Aim of the task
Lay out the rows as a two-column CSV with the headers "query" and "points", starting at the first row and ending at the one containing "[[118, 105]]". Give one line per row, putting its text and its answer each in a single quoted field with line breaks replaced by spaces.

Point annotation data
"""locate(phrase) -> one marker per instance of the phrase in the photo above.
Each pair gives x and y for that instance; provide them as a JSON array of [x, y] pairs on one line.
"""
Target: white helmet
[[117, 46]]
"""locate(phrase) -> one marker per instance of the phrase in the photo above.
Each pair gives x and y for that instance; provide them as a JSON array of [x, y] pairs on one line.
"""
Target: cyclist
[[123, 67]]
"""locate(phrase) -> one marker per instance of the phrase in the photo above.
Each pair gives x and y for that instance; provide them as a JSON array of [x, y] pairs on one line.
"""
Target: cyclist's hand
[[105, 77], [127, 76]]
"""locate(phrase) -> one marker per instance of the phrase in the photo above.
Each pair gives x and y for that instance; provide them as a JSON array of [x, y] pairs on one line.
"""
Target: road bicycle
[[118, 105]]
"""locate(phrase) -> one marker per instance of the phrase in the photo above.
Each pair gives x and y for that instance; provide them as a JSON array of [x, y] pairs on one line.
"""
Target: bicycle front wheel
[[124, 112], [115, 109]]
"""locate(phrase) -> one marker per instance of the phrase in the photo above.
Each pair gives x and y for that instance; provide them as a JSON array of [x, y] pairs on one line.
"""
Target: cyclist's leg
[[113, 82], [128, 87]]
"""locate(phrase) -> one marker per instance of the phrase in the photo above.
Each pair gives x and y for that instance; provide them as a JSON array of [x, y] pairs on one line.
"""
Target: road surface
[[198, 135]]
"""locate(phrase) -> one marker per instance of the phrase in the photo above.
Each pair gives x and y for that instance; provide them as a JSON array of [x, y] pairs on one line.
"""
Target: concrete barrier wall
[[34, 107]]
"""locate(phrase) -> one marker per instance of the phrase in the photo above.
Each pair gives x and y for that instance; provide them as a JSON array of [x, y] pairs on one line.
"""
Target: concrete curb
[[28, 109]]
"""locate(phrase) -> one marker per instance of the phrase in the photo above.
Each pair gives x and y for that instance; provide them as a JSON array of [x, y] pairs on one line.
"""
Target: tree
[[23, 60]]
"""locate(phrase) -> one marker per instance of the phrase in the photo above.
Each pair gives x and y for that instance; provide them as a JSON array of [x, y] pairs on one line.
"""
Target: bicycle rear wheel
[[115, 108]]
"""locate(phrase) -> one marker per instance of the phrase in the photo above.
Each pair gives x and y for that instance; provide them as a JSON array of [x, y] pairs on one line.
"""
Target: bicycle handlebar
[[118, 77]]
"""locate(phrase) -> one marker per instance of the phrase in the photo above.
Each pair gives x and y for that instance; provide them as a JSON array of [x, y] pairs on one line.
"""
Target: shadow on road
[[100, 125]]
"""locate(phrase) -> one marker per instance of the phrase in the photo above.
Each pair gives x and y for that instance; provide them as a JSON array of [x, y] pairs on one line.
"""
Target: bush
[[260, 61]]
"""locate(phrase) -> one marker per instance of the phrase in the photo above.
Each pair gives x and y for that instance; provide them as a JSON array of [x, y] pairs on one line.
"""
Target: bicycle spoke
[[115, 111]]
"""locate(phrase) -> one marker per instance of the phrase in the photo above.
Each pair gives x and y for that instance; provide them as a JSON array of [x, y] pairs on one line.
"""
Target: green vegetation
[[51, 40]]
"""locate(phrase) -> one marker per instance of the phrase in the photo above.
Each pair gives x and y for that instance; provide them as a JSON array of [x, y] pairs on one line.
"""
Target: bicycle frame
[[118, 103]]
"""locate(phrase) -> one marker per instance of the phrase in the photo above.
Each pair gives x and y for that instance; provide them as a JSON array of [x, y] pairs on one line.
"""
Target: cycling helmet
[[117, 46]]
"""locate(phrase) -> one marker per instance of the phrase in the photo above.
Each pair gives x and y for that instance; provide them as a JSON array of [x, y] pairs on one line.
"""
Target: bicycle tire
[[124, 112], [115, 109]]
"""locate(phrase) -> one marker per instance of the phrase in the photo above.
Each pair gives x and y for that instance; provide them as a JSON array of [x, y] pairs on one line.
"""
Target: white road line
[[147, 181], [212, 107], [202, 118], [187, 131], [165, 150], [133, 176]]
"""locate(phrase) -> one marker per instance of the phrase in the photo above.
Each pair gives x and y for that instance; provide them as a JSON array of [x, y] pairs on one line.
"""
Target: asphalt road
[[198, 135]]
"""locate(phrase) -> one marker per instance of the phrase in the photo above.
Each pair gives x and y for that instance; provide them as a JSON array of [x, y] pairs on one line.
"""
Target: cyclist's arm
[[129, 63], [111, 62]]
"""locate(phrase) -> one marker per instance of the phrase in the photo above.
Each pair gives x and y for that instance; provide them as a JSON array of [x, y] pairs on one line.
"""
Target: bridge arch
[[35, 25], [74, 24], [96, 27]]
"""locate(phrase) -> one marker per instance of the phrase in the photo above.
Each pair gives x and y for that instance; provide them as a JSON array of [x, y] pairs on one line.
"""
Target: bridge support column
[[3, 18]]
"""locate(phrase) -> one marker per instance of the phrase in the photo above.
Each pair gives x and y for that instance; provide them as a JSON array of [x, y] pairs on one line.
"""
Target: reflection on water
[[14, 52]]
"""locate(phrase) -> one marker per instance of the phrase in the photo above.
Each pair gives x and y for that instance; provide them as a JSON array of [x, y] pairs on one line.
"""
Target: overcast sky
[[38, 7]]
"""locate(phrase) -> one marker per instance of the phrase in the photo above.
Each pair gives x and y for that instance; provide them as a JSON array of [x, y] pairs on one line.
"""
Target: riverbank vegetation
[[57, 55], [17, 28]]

Response to the task
query,points
"""""""locate(phrase) -> one marker per instance of the phrase in the photo above. Each pair gives x and y for that instance; provide them as a JSON array of [x, y] pairs on one line. """""" Target: white helmet","[[117, 46]]"
"""""""locate(phrase) -> one marker per instance of the phrase in the photo above. Each pair gives x and y for that instance; provide them as a JSON array of [x, y] pairs on one line. """""" Target: cyclist","[[123, 67]]"
"""""""locate(phrase) -> one marker per instance of the phrase in the photo above. Each pair gives x and y for that instance; provide them as a JSON array of [x, y] pairs on one line. """""" Target: cyclist's hand","[[105, 77], [127, 76]]"
"""""""locate(phrase) -> one marker per instance of the phrase in the photo above. Each pair gives x and y for that instance; provide them as a JSON array of [x, y] pairs on one line. """""" Target: road bicycle","[[118, 105]]"